■ **PROMPT**: Pictures excluded, copy all of the data below exactly.

(Collected data entries)
===============

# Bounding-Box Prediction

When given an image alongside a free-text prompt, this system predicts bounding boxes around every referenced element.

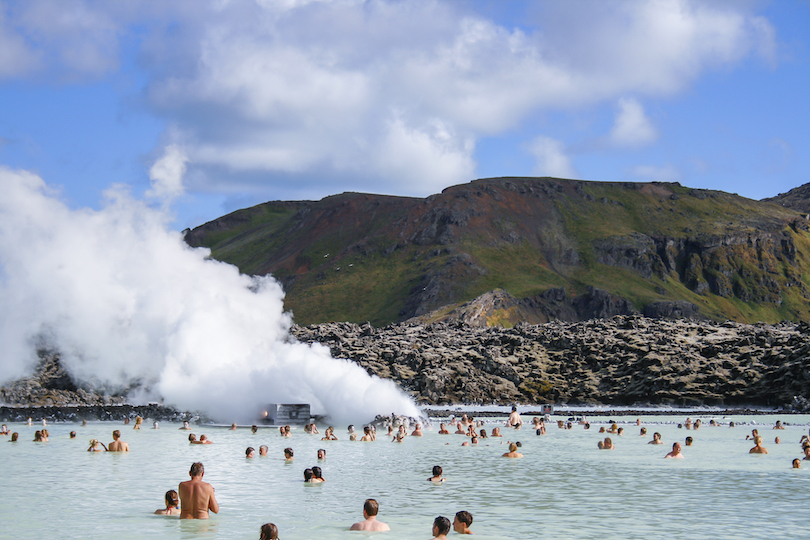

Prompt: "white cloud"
[630,163,681,182]
[608,97,657,148]
[0,0,780,197]
[529,136,577,179]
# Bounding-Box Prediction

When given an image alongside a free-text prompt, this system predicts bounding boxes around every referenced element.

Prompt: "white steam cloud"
[0,165,419,424]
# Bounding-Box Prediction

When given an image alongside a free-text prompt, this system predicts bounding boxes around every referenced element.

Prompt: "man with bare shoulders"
[178,462,219,519]
[108,430,129,452]
[507,406,523,429]
[665,442,683,458]
[349,498,390,531]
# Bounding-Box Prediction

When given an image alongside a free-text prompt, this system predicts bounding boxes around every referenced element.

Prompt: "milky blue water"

===============

■ **ANSWER BOX**:
# Bounding-Box Prediction

When given an image alongside a free-text prompt, this system predicts bounding boxes around every referenced element.


Prompt: "white cloud"
[630,163,681,182]
[608,97,657,148]
[0,0,780,197]
[529,136,577,179]
# Bounding-Box Prediction

When given an image alongside a free-text prompt, this system predicts bounding boxes around every referenced element.

Prompt: "white steam cloud"
[0,165,419,424]
# Bounding-Box Prediction

When given an image alongside a free-text prompt, this system predicts bounding boxes around every referenced element.

Prompt: "man with bare shoulders"
[178,462,219,519]
[108,430,129,452]
[507,406,523,429]
[665,442,683,458]
[349,498,390,531]
# Bounding-Box Prediction

When given an image alongside a free-text prompt, this system predicts bounding boxes around every referenced element.

Prompt: "milky blue water"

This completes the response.